Please copy the items below line for line, leaving out the pictures.

(Dataset records)
= = = = =

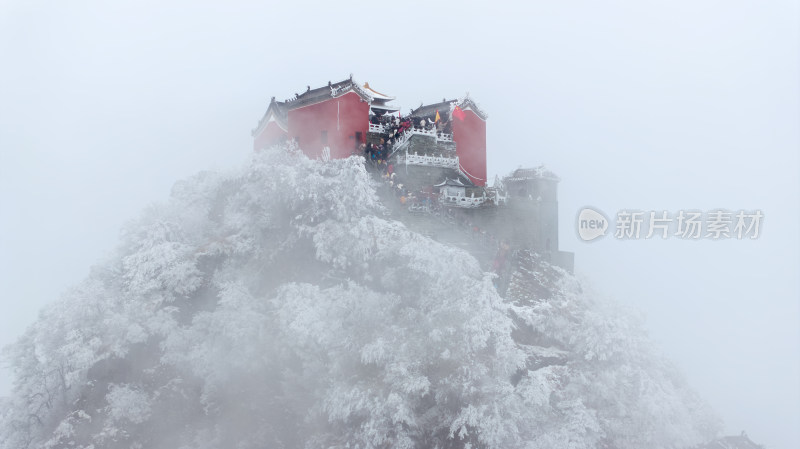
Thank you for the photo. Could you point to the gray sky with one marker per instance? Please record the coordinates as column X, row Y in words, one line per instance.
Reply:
column 647, row 105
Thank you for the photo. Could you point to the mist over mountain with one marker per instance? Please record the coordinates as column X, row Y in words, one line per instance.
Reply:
column 278, row 306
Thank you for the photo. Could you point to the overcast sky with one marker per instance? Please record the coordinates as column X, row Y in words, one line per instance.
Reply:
column 644, row 105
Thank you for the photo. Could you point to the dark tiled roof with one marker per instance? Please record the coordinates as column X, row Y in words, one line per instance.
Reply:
column 429, row 110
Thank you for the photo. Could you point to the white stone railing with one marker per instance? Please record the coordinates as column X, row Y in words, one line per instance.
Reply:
column 431, row 161
column 461, row 201
column 381, row 128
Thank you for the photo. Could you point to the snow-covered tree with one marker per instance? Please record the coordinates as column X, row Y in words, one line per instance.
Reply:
column 275, row 306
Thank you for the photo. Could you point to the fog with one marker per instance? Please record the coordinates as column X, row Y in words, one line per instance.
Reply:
column 686, row 105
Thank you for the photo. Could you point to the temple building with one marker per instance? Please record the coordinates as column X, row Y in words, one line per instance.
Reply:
column 433, row 158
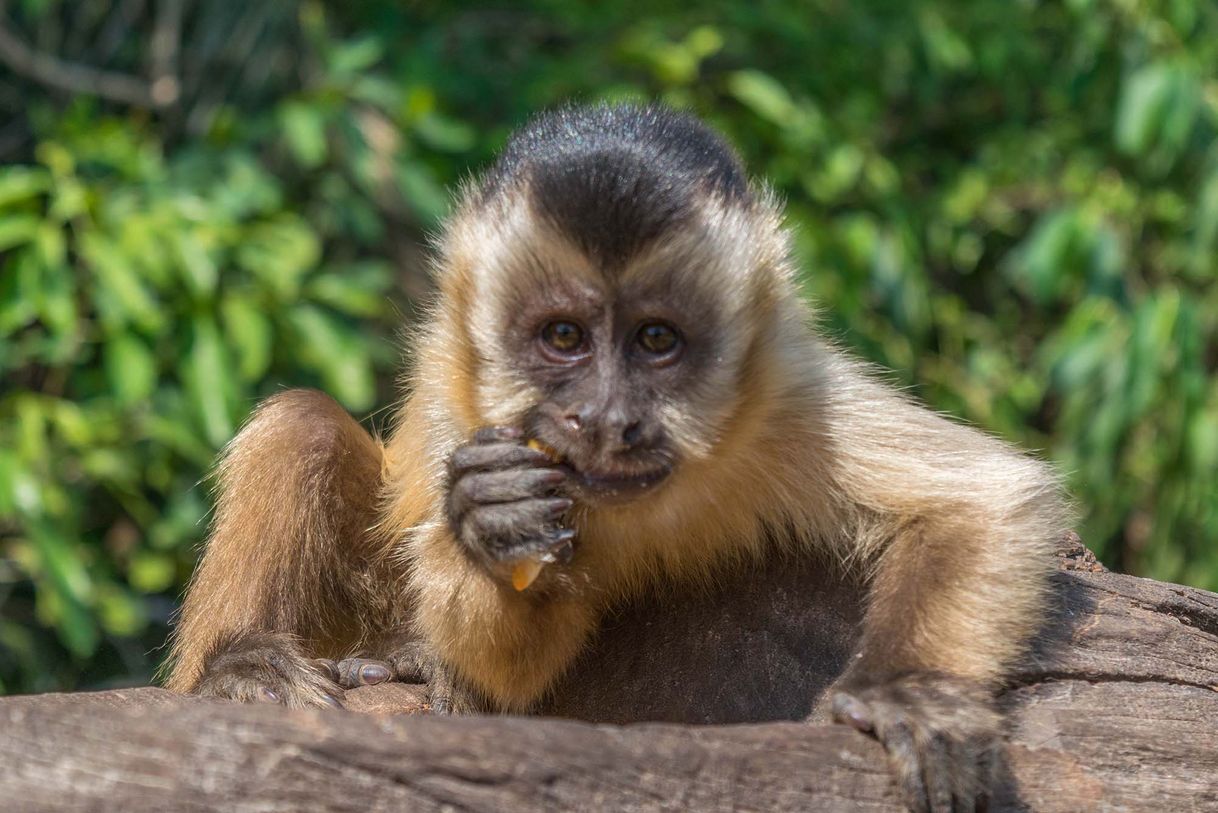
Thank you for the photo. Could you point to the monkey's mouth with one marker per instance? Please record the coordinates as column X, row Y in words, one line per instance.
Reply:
column 616, row 486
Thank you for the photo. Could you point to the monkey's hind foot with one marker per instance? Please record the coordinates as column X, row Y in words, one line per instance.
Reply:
column 411, row 662
column 940, row 734
column 267, row 667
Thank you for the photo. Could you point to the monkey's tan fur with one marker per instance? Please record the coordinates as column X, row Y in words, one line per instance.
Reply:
column 954, row 528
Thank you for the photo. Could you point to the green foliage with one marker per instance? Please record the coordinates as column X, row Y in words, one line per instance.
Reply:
column 1011, row 205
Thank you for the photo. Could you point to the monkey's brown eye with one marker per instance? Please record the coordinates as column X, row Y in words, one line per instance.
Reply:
column 564, row 337
column 658, row 339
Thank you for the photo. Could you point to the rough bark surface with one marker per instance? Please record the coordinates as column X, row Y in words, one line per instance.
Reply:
column 1117, row 710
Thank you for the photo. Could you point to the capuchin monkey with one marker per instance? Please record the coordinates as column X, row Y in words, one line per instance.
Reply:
column 619, row 389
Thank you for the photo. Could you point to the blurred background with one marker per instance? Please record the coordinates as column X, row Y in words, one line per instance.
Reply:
column 1011, row 204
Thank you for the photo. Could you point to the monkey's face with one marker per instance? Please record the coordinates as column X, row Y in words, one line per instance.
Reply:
column 626, row 369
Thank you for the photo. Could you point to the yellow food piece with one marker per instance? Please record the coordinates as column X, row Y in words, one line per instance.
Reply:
column 532, row 443
column 525, row 573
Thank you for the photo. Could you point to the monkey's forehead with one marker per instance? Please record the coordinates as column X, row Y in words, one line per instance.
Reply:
column 614, row 179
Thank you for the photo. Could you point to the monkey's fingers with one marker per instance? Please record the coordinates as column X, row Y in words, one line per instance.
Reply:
column 481, row 457
column 510, row 485
column 497, row 434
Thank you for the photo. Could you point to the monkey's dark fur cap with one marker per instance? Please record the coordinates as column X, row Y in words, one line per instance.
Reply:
column 616, row 177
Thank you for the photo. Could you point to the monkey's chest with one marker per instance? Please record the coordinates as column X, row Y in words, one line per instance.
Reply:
column 761, row 646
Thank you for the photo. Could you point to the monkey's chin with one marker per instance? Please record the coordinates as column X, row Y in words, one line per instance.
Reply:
column 604, row 486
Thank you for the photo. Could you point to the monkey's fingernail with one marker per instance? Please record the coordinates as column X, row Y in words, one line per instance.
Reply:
column 560, row 550
column 849, row 711
column 560, row 553
column 328, row 668
column 373, row 673
column 559, row 506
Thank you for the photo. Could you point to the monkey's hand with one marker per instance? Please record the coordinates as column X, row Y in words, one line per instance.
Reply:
column 940, row 734
column 506, row 501
column 267, row 667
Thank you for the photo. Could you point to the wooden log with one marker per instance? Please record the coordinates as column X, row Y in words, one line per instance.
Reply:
column 1117, row 710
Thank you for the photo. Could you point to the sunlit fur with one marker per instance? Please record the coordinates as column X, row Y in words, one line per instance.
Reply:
column 789, row 443
column 334, row 543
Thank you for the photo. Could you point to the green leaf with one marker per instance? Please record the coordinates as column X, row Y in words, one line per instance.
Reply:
column 151, row 572
column 1144, row 99
column 17, row 229
column 357, row 289
column 420, row 189
column 208, row 377
column 71, row 589
column 763, row 94
column 249, row 330
column 339, row 354
column 20, row 184
column 280, row 252
column 348, row 59
column 122, row 295
column 195, row 262
column 130, row 368
column 305, row 132
column 445, row 133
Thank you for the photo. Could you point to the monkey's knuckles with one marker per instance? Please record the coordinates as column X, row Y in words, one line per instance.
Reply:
column 507, row 513
column 939, row 742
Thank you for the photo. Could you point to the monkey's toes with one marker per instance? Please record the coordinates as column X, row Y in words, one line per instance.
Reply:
column 351, row 673
column 939, row 733
column 267, row 668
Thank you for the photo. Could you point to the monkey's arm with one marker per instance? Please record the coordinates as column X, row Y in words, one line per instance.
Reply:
column 957, row 530
column 279, row 579
column 498, row 502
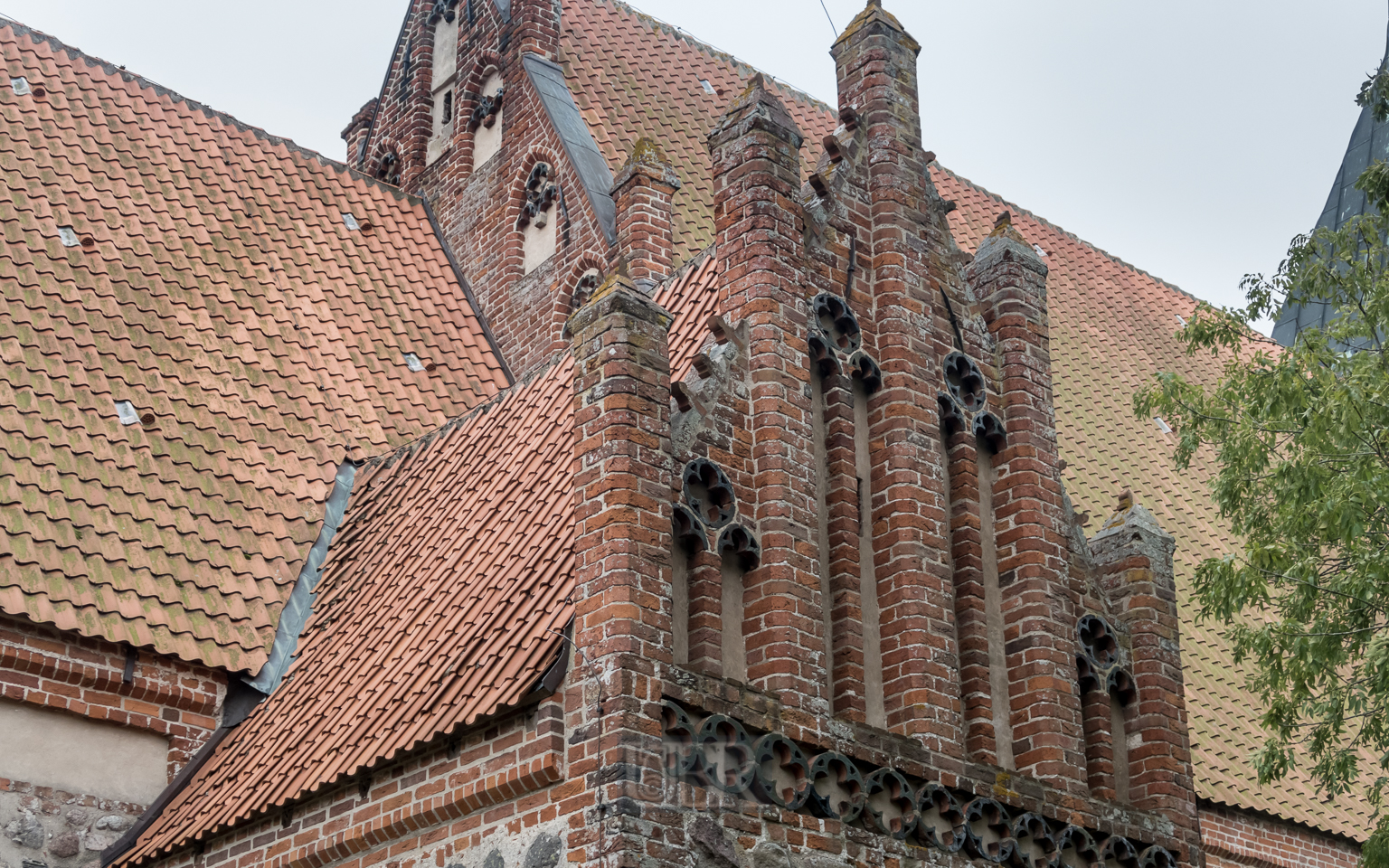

= = = = =

» Answer to this problem
Thank you for the photo. Could you point to the gray sky with one marker per instance? Please record the coordinates as column X, row Y in words, one line per instance.
Reply:
column 647, row 105
Thank you for the photo. Could you point to the mist over mountain with one marker per instance? Please record the coordinates as column X, row Y in words, one line per instance.
Reply:
column 278, row 306
Thank you for the photo. Could you point to the overcast sky with one marker per instance? Please record the coordinates as column X, row Y in words, one line per instance.
Reply:
column 644, row 105
Thank you for the photo. Could you point to the dark tiled roof with one marker per instance? Please record the coordinates as column X, row Y in words, one line per instance.
Reply:
column 429, row 110
Thank you for the photo. Could you point to the white stone railing with one marker per instance? Please record the coordinates as column X, row Y in words, one line per instance.
Reply:
column 431, row 161
column 461, row 201
column 381, row 128
Thank you for the photo. Could you point to the snow-covered tree with one marker per instance? Please record the coordinates as column X, row Y in words, one line per instance.
Reply:
column 275, row 306
Thank you for the photo. Could you point to the fog with one marker per instance? Please record the coordinates as column X, row Y in words, one line per instance.
Reply:
column 686, row 105
Thank you for the photo. Could you point to the temple building with one marker per instance? Please record the coordinates as column X, row Y in words, one line per instance.
Reply:
column 433, row 158
Thank you for the photo. Could you point to the monkey's mouth with one marker per instance? Please record the coordinates as column X, row Y in words, one line per instance.
Reply:
column 616, row 486
Thank you for the photo. Could you point to the monkey's hind foot with one marker per instance? Please record the coordinates as column X, row Y in words, one line per instance.
Reply:
column 411, row 662
column 940, row 734
column 267, row 667
Thank you for the photo. Could you point to the monkey's tan fur with one marker per instance? Please record the coordinates as column X, row Y in words, one line per instance.
Reply:
column 954, row 528
Thank you for the photo. Could you point to the green foliage with one marker per instance? Please record the coordinates as column X, row Y in words, one line per instance.
Reply:
column 1011, row 205
Thank you for the photo. Could you point to the monkey's brown eye with one marker per instance? Please record the coordinates as column X, row Y in words, one line per instance.
Reply:
column 564, row 337
column 658, row 339
Thank you for the photo. Could you point to the rough bark surface with one marker per instance? Please record the coordinates as column X, row Y in words, one line per instance.
Reply:
column 1117, row 710
Thank you for the photo. Could you point to the capuchin monkey with one marker per instance? Please record the coordinates as column X, row Y in words, one line per instance.
Reply:
column 619, row 389
Thank you for the photo. Could you point to the blurred background with one marker per instance? Please record the coordinates as column X, row Y in words, one line per instance.
Reply:
column 1011, row 204
Thank you for the photo. Could you point to the monkey's face with one marker per instance? Please record the coordinates as column X, row Y in words, one line per instance.
Reply:
column 626, row 369
Thank you for the photo. Could you point to the yellow food piece with one marker per instance? Please record the coordinates as column X, row Y in words, one line per instance.
Reply:
column 532, row 443
column 525, row 573
Thank you for the photo. Could you point to the monkey's forehead with one marker per instance? Please record the coordinates as column X, row Y in words, one line per instance.
Reply:
column 614, row 179
Thank you for the photo. Could you point to the monkey's fingers with one marker per instance? Please record the coordinates as column X, row Y in words, one line per instance.
Reply:
column 481, row 457
column 510, row 485
column 497, row 434
Thank you for the photo. Could you point to the monkey's dark fur cap with one marker per instance? Please record the coordinates as column X, row Y in words, one line per instance.
Reply:
column 616, row 177
Thank you for the photo. Could you point to the monkey's chest with one marker per instance? Please record the coordinates as column X, row Y in words, one line per instance.
Reply:
column 761, row 646
Thank you for the photo. Could you point to the monkey's chin with one marker per instance? Please record the coordinates as column X, row Y in words, one line per instance.
Reply:
column 604, row 486
Thank you for the photo. Could you point to the monkey's fingernail with one marker per instance? Please record the coordinates as column X, row Y in words, one line per instance.
Reply:
column 560, row 550
column 849, row 711
column 560, row 553
column 328, row 668
column 373, row 673
column 559, row 506
Thank you for the photo. Could you point to the monkey's hand with one marker per instance? Please record the coordinates as column X, row Y in words, one line per instance.
Reply:
column 940, row 734
column 506, row 501
column 267, row 667
Thank you for the photo. Could you point to the wooden log with one marker per instance? Please record the coordinates as column X, row Y in words, one line per instance.
Reply:
column 1117, row 710
Thank you for the photo. Could you point to the sunlit fur with one marker per instance? Please record the coordinates as column X, row Y in words, one line per instance.
Reply:
column 789, row 443
column 334, row 543
Thank you for the photo. Could you point to the green leaf with one marker per instance? Please record the coordinates as column X, row Y in words, one line per instance.
Reply:
column 151, row 572
column 1144, row 99
column 17, row 229
column 357, row 289
column 420, row 189
column 208, row 377
column 71, row 589
column 763, row 94
column 249, row 330
column 339, row 354
column 20, row 184
column 280, row 252
column 348, row 59
column 122, row 295
column 195, row 262
column 130, row 368
column 305, row 132
column 445, row 133
Thank you for the photo. Could you point to the monkey's knuckles with one marker per instance? Please record the coordinates as column X, row Y in words, one line per instance.
Reply:
column 507, row 513
column 939, row 742
Thank you for the photo. Could you point to the monkey's toes with one marker per instance? Please record the coordinates as column X, row Y in words, one line per instance.
Reply:
column 351, row 673
column 939, row 733
column 267, row 668
Thank you for the photo. Could you point to the monkey's arm with one marker per instance? Please record the coordinates as column X, row Y in words, one line per instance.
Reply:
column 957, row 530
column 279, row 579
column 498, row 502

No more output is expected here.